> [Written instruction] Output only the span of lines that begins at the line containing "Please pin the night" and ends at the last line of the data, both included, exactly as they appear.

Point annotation records
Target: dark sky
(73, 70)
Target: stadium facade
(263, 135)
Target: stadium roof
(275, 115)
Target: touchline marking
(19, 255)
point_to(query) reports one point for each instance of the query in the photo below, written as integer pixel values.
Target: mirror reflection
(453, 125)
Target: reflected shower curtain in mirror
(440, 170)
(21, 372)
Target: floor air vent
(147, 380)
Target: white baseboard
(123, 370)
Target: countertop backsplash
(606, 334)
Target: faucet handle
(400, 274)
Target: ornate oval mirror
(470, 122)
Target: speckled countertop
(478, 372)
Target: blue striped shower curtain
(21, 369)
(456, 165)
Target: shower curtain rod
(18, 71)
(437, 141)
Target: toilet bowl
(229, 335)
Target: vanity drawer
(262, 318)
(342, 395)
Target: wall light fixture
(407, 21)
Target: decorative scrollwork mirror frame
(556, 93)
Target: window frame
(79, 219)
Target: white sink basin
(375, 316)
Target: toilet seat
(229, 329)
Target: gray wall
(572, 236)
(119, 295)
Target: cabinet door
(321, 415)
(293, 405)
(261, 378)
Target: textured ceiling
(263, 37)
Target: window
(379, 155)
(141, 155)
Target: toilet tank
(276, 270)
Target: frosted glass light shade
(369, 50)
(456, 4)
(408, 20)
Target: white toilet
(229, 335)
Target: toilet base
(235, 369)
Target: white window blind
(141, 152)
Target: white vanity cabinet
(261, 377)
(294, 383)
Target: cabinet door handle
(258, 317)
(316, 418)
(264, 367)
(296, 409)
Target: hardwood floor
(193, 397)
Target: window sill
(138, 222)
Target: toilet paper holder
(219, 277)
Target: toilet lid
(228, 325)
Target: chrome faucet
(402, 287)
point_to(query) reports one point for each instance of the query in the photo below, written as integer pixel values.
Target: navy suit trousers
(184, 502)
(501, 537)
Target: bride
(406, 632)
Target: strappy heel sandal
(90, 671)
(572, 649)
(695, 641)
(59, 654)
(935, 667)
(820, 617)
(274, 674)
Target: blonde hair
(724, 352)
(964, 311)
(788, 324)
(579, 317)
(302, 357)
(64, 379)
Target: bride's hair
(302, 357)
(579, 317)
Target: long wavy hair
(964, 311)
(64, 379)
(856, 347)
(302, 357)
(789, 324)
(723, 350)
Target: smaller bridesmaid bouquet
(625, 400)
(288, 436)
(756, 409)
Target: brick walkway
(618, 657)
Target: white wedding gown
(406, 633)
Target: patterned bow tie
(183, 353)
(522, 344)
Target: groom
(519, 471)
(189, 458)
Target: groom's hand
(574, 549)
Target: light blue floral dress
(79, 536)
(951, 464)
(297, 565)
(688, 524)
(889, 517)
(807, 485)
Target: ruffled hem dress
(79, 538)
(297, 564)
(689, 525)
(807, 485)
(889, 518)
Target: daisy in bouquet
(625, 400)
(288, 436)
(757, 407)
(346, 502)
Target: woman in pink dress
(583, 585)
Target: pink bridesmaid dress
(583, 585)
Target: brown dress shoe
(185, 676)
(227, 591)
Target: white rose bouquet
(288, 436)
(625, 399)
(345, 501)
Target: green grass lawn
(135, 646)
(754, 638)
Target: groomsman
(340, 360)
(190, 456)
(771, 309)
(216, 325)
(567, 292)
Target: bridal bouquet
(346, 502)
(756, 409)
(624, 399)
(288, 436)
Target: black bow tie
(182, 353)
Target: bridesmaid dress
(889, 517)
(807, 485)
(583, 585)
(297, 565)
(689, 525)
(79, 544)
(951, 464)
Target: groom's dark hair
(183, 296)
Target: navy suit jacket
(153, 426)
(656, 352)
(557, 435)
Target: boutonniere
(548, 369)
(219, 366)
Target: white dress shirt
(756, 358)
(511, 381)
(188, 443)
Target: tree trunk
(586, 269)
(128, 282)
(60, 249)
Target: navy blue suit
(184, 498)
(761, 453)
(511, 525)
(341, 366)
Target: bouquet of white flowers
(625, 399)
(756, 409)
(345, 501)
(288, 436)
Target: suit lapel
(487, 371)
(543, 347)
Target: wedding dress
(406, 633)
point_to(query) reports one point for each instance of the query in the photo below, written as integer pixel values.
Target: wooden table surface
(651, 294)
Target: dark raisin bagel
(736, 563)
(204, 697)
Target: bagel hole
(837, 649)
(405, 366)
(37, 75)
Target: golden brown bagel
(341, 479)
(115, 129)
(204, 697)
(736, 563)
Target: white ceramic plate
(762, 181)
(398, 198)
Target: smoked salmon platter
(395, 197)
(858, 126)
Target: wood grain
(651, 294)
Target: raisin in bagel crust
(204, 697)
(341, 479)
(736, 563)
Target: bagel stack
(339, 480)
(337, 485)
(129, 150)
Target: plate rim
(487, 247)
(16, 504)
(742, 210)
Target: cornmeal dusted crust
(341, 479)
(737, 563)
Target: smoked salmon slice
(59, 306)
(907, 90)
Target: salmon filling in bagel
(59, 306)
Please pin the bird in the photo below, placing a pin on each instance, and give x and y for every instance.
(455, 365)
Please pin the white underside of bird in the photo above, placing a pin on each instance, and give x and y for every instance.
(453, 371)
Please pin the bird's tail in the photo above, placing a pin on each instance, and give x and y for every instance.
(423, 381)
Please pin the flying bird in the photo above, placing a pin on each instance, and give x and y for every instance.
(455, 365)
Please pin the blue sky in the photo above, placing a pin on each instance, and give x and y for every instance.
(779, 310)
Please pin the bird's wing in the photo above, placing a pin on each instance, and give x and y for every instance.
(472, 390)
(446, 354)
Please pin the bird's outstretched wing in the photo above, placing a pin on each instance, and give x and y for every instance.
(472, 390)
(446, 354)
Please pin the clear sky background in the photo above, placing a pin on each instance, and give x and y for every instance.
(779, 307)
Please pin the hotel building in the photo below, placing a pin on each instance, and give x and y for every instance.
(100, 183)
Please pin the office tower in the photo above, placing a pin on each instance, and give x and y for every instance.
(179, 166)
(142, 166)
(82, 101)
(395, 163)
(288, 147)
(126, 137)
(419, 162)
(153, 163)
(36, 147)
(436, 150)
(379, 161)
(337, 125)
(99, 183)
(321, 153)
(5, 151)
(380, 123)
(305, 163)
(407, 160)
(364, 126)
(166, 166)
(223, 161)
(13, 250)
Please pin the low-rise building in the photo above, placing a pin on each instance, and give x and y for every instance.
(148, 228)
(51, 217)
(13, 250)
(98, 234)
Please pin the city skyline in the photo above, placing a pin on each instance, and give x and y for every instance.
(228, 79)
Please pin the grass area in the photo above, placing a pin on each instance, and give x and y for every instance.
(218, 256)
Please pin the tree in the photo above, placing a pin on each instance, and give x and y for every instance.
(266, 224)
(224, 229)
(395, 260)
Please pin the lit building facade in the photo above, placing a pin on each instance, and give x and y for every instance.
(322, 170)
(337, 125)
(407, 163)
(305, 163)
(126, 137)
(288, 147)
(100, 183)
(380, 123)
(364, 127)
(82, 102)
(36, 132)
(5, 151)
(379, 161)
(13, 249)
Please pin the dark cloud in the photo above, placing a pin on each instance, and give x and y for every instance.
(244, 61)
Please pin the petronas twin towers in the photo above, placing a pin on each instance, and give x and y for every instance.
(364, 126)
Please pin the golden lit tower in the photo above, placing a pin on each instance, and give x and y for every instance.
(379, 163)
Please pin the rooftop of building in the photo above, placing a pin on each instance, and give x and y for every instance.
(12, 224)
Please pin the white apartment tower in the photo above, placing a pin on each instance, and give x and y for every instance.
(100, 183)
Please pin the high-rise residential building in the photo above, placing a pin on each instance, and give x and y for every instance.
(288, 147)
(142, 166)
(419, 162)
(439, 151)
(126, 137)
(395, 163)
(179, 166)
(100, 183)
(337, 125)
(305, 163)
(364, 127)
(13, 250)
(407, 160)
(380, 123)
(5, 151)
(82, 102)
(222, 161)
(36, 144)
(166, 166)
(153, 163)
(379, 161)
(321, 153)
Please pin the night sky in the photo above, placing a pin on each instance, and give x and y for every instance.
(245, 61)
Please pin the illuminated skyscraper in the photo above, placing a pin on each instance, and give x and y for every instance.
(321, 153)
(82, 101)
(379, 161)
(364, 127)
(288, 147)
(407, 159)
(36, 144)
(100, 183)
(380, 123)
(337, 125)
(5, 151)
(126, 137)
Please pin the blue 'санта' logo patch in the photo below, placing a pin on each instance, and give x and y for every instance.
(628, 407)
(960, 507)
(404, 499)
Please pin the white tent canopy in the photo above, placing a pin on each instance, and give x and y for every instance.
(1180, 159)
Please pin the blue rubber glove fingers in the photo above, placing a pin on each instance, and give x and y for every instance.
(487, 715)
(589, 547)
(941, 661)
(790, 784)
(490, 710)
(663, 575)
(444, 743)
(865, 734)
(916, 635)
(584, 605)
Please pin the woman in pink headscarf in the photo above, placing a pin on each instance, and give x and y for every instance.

> [Expected answer]
Please pin the night sky in the photo above, placing a pin on each instance, and give x and y for every instance.
(245, 61)
Please pin the illuminated skyscraper in the photo above, placing a pin on each instance, and give x and y for every instance.
(321, 153)
(82, 101)
(379, 161)
(364, 127)
(288, 147)
(407, 159)
(36, 144)
(100, 183)
(380, 123)
(337, 125)
(5, 151)
(126, 137)
Please pin the blue 'санта' logo patch in the photo below, placing a pin on each instance, and give x and y for every instance.
(628, 407)
(960, 507)
(404, 499)
Please pin the white tent canopy in the photo above, placing a pin on each instance, and give x and y for every instance.
(1180, 159)
Please pin the blue rubber glove fingers in the photo above, placing a pin on each instance, and give x and y for every instance.
(487, 715)
(589, 547)
(941, 661)
(790, 784)
(490, 710)
(663, 575)
(444, 743)
(865, 734)
(916, 635)
(584, 605)
Please pin the woman in pink headscarf in the photo above, placing a pin on each instance, and give x and y for every instance.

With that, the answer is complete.